# What the task requires
Retype the data that follows, keeping every character the same.

# Input for this task

______

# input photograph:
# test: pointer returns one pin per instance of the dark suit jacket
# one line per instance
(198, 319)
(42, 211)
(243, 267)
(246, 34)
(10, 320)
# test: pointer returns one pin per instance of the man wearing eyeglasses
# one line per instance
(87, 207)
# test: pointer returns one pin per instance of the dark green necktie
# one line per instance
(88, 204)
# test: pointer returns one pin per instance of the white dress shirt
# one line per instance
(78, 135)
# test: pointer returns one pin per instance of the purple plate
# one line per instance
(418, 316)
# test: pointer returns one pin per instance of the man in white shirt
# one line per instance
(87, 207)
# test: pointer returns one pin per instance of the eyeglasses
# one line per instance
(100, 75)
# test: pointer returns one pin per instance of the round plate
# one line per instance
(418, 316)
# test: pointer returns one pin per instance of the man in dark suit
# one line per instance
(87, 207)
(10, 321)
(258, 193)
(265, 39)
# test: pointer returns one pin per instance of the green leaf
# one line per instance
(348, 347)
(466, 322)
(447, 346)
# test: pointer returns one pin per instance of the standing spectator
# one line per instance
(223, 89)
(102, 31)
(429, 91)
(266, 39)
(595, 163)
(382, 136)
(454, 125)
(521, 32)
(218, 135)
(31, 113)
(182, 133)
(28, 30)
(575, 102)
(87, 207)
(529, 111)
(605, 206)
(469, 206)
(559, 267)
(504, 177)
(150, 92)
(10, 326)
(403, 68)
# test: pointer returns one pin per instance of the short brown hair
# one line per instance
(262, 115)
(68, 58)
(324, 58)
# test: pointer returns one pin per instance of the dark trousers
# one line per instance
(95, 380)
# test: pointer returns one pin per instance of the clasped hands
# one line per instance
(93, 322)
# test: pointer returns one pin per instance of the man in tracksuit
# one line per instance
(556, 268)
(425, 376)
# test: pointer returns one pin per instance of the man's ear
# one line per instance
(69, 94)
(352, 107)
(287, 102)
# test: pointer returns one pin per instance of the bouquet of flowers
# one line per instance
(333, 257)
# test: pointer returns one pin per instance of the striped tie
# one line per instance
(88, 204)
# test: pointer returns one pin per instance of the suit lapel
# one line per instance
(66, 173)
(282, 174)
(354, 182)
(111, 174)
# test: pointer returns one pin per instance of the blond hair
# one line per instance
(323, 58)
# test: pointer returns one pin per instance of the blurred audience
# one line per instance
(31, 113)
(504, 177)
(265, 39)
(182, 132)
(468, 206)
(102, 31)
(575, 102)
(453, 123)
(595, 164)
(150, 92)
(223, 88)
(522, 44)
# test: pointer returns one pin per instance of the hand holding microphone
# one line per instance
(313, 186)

______

# Answer to this exercise
# input photograph:
# test: pointer returns one pin per instance of the dark suit jacket
# one line per instance
(198, 319)
(42, 211)
(243, 267)
(246, 34)
(10, 320)
# test: pointer returns one pin per instance of the man wearing eyeglasses
# one line per instance
(87, 207)
# test: pointer returns one pin per instance of the dark green necktie
# one line per instance
(88, 204)
# test: pointer returns one pin per instance of the white dress shirt
# one line per instance
(78, 135)
# test: pointer returns one pin per instance of the purple plate
# one line per instance
(418, 316)
# test: pointer returns one pin per instance of the man in white shirt
# one line per instance
(87, 207)
# test: pointer returns one pin per instance of the eyeglasses
# one line per instance
(100, 75)
# test: pointer returns one pin per instance of the round plate
# one line per instance
(418, 316)
# test: pointer returns one pin per instance of the man in dark suit
# one line per instance
(87, 207)
(10, 321)
(258, 193)
(265, 39)
# test: pointer returns one pin per instance of the green leaf
# one line per instance
(348, 347)
(466, 322)
(447, 346)
# test: pointer returns one pin per instance of the standing spectator
# one line per instance
(223, 89)
(102, 31)
(429, 91)
(266, 39)
(595, 163)
(382, 136)
(454, 125)
(521, 32)
(218, 135)
(31, 113)
(182, 133)
(28, 30)
(575, 102)
(87, 207)
(529, 111)
(605, 206)
(469, 206)
(559, 267)
(504, 177)
(150, 92)
(10, 326)
(403, 68)
# test: pointer returns one pin per instance of the short brown hair
# one line per instance
(262, 115)
(68, 58)
(324, 58)
# test: pointer returns one pin per instance of the dark trousers
# one line per instance
(95, 380)
# test: pointer returns one pin per instance of the clasped hands
# one line per instance
(93, 322)
# test: pointer returns one pin per instance of the man in tracksuit
# one line per instance
(556, 268)
(425, 376)
# test: pointer returns one pin per instance of the man's ear
# one line per instance
(69, 94)
(352, 107)
(287, 102)
# test: pointer returns one pin per instance of the bouquet of flowers
# one line per instance
(333, 257)
# test: pointer returns one pin per instance of the striped tie
# one line per instance
(88, 204)
# test: pointer returns one pin per instance of the suit lapel
# one line per instance
(66, 173)
(282, 174)
(354, 182)
(111, 174)
# test: pointer returns one pin per instance of the blond hair
# one line per instance
(323, 58)
# test: pointer returns one pin per instance of the blurred audience
# one line per instance
(31, 113)
(504, 177)
(265, 39)
(182, 132)
(468, 206)
(102, 31)
(575, 102)
(453, 123)
(595, 164)
(150, 92)
(223, 88)
(522, 44)
# test: pointer returns one pin per instance of the hand holding microphone
# one line per instance
(313, 186)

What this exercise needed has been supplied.